Given task A - Write out the part of the container health-check excerpt starting with "You can include" and going on through "from the list of available service endpoints.".
Given task B - Extend the container health-check excerpt from where it stops.

Page excerpt -

You can include one or more probes in the specification for the pod that contains the container which you want to perform the health checks.

If you want to add or edit health checks in an existing pod, you must edit the pod DeploymentConfig object or use the Developer perspective in the web console. You cannot use the CLI to add or edit health checks for an existing pod.

Readiness probe

A readiness probe determines if a container is ready to accept service requests. If the readiness probe fails for a container, the kubelet removes the pod from the list of available service endpoints.

After a failure, the probe continues to examine the pod. If the pod becomes available, the kubelet adds the pod to the list of available service endpoints.

Liveness health check

A liveness probe determines if a container is still running. If the liveness probe fails due to a condition such as a deadlock, the kubelet kills the container. The pod then responds based on its restart policy.

For example, a liveness probe on a pod with a restartPolicy of Always or OnFailure kills and restarts the container.

Startup probe

A startup probe indicates whether the application within a container is started. All other probes are disabled until the startup succeeds. If the startup probe does not succeed within a specified time period, the kubelet kills the container, and the container is subject to the pod restartPolicy.

Some applications can require additional startup time on their first initialization. You can use a startup probe with a liveness or readiness probe to delay that probe long enough to handle lengthy start-up time using the failureThreshold and periodSeconds parameters.

For example, you can add a startup probe, with a failureThreshold of 30 failures and a periodSeconds of 10 seconds (30 * 10s = 300s) for a maximum of 5 minutes, to a liveness probe. After the startup probe succeeds the first time, the liveness probe takes over.

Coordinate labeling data

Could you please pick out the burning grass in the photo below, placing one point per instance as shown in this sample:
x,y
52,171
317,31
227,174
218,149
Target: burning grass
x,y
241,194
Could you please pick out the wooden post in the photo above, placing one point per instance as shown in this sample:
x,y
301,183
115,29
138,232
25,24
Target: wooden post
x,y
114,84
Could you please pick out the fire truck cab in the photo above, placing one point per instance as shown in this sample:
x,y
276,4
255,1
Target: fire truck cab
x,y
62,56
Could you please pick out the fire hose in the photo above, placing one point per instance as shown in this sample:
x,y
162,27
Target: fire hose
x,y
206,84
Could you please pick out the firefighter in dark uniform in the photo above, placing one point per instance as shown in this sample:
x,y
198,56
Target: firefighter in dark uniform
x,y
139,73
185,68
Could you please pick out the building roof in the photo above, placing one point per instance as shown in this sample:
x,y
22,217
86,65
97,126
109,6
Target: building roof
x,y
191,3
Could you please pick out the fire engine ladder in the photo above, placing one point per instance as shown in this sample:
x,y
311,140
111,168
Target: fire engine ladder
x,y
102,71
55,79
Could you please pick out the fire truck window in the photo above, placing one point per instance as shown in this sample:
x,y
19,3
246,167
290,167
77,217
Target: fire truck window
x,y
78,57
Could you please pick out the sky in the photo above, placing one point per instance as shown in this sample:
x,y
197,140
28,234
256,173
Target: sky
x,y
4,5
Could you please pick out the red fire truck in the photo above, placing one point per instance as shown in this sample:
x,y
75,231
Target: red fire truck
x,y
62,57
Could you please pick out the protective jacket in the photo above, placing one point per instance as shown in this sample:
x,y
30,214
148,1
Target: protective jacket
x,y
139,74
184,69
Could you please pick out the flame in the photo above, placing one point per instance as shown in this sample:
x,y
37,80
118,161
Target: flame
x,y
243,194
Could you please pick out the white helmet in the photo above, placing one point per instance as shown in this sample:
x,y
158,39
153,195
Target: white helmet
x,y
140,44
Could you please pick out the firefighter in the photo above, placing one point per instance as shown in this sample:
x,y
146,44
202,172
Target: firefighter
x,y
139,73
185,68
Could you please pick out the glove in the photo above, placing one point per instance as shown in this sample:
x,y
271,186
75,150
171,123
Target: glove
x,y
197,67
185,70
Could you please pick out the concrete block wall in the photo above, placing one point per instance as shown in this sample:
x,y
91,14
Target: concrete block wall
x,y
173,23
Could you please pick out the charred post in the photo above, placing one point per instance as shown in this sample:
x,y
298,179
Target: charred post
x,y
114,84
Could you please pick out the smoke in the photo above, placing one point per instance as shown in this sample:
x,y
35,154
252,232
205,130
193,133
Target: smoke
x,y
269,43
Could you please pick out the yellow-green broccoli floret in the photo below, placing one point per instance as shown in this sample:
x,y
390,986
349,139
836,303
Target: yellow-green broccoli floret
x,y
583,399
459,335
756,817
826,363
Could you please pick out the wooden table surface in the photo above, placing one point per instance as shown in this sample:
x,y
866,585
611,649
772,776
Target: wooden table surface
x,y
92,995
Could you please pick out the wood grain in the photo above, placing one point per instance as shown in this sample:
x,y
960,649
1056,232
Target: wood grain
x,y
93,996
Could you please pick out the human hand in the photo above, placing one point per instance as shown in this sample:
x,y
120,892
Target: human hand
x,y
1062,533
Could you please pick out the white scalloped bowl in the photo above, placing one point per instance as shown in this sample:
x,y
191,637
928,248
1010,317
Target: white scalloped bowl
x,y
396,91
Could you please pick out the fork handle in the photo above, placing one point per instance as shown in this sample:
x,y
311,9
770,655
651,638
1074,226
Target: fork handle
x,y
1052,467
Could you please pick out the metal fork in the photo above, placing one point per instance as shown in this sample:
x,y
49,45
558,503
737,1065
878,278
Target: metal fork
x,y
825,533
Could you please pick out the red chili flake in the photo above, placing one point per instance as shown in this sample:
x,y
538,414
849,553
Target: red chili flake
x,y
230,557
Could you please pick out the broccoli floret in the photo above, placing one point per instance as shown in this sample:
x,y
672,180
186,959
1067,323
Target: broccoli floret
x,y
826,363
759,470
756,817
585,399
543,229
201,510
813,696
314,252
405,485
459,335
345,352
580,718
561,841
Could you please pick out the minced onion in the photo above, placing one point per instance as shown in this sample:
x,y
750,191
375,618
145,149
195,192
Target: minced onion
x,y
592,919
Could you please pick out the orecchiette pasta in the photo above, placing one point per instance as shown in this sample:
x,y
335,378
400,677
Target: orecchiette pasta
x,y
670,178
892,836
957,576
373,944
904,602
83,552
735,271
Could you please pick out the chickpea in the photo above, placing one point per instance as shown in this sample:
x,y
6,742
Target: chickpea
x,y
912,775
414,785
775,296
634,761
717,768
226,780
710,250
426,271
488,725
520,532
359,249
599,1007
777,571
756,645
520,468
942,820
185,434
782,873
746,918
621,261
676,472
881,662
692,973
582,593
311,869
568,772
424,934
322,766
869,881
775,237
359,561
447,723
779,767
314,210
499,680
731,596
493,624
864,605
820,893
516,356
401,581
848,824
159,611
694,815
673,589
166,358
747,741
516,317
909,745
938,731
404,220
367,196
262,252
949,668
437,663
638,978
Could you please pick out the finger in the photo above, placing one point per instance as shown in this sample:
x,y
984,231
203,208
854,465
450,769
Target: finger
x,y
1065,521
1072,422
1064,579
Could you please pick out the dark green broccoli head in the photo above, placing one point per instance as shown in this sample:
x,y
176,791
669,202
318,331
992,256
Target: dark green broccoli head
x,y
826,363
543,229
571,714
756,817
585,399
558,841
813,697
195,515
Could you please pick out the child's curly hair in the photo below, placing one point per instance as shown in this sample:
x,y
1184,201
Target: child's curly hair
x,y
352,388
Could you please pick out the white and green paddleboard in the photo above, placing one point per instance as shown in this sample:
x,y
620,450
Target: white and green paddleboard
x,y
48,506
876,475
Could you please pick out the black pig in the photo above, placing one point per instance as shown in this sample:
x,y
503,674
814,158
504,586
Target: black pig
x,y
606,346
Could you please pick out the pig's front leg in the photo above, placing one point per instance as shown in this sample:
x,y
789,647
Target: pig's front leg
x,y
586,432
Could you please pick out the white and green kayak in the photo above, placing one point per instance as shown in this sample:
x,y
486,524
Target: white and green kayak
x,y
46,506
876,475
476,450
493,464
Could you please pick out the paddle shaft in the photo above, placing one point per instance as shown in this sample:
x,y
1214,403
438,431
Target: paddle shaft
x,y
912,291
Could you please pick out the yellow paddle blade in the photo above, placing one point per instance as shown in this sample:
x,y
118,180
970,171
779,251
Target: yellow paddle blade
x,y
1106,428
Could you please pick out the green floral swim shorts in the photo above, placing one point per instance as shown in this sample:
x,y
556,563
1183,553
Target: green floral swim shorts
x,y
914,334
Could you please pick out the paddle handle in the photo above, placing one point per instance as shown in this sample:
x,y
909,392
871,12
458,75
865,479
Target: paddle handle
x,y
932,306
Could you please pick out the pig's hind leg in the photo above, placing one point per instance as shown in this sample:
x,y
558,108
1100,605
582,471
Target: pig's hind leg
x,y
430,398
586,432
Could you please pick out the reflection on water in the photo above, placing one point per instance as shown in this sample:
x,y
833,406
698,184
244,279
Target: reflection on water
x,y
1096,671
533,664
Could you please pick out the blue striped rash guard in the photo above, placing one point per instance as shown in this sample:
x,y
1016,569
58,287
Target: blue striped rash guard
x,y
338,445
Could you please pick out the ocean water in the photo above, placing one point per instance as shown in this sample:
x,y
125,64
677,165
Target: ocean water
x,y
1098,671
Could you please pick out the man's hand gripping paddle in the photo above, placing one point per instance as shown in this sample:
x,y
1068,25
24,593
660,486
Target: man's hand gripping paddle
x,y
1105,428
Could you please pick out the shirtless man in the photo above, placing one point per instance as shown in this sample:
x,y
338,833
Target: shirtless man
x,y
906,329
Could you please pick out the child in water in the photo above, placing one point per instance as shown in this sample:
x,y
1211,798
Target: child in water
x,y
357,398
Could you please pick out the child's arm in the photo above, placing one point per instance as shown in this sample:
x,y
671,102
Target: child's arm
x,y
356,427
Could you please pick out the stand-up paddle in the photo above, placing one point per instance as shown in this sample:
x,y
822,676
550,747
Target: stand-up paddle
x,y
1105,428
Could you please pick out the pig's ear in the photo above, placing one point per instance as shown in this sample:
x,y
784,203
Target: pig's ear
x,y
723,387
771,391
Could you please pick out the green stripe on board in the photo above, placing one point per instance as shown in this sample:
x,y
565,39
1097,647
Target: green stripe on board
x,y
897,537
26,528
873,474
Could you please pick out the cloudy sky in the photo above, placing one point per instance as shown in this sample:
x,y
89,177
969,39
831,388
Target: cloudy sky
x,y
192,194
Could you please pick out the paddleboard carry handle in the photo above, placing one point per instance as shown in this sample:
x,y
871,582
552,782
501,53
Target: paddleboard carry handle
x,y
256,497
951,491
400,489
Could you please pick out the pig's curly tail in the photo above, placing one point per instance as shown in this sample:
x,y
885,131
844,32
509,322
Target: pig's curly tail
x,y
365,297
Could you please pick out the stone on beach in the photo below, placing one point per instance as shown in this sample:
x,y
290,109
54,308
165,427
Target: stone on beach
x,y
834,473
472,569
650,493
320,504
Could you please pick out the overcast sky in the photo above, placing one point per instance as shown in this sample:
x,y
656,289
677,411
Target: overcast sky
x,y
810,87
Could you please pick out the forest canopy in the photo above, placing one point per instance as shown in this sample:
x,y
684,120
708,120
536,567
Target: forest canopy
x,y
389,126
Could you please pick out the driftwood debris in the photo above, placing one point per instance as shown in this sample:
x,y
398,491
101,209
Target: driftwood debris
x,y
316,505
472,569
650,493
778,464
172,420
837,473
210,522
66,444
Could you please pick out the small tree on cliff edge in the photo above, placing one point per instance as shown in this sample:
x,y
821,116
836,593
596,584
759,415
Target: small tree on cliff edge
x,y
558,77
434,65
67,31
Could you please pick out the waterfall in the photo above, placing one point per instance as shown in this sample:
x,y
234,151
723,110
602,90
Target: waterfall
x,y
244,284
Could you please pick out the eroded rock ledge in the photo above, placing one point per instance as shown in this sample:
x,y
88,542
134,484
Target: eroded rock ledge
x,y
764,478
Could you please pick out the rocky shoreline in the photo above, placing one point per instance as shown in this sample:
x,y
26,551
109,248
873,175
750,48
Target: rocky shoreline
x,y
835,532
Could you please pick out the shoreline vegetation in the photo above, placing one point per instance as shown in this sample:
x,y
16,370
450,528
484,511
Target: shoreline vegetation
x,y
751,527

Written answer A -
You can include one or more probes in the specification for the pod that contains the container which you want to perform the health checks.

If you want to add or edit health checks in an existing pod, you must edit the pod DeploymentConfig object or use the Developer perspective in the web console. You cannot use the CLI to add or edit health checks for an existing pod.

Readiness probe

A readiness probe determines if a container is ready to accept service requests. If the readiness probe fails for a container, the kubelet removes the pod from the list of available service endpoints.

Written answer B -
You can configure liveness, readiness, and startup probes with any of the following types of tests:

  • HTTP GET: When using an HTTP GET test, the test determines the healthiness of the container by using a web hook. The test is successful if the HTTP response code is between 200 and 399.

    You can use an HTTP GET test with applications that return HTTP status codes when completely initialized.

  • Container Command: When using a container command test, the probe executes a command inside the container. The probe is successful if the test exits with a 0 status.

  • TCP socket: When using a TCP socket test, the probe attempts to open a socket to the container. The container is only considered healthy if the probe can establish a connection. You can use a TCP socket test with applications that do not start listening until initialization is complete.

You can configure several fields to control the behavior of a probe:

  • initialDelaySeconds: The time, in seconds, after the container starts before the probe can be scheduled. The default is 0.

  • periodSeconds: The delay, in seconds, between performing probes. The default is 10. This value must be greater than timeoutSeconds.

  • timeoutSeconds: The number of seconds of inactivity after which the probe times out and the container is assumed to have failed. The default is 1. This value must be lower than periodSeconds.

  • successThreshold: The number of times that the probe must report success after a failure to reset the container status to successful. The value must be 1 for a liveness probe. The default is 1.

  • failureThreshold: The number of times that the probe is allowed to fail. The default is 3. After the specified attempts:

    • for a liveness probe, the container is restarted

    • for a readiness probe, the pod is marked Unready

    • for a startup probe, the container is killed and is subject to the pod’s restartPolicy

Example probes

The following are samples of different probes as they would appear in an object specification.

Sample readiness probe with a container command readiness probe in a pod spec

  1. apiVersion: v1
  2. kind: Pod
  3. metadata:
  4. labels:
  5. test: health-check
  6. name: my-application
  7. ...
  8. spec:
  9. containers:
  10. - name: goproxy-app (1)
  11. args:
  12. image: k8s.gcr.io/goproxy:0.1 (2)
  13. readinessProbe: (3)
  14. exec: (4)
  15. command: (5)
  16. - cat
  17. - /tmp/healthy
  18. ...
1The container name.
2The container image to deploy.
3A readiness probe.
4A container command test.
5The commands to execute on the container.

Sample container command startup probe and liveness probe with container command tests in a pod spec

  1. apiVersion: v1
  2. kind: Pod
  3. metadata:
  4. labels:
  5. test: health-check
  6. name: my-application
  7. ...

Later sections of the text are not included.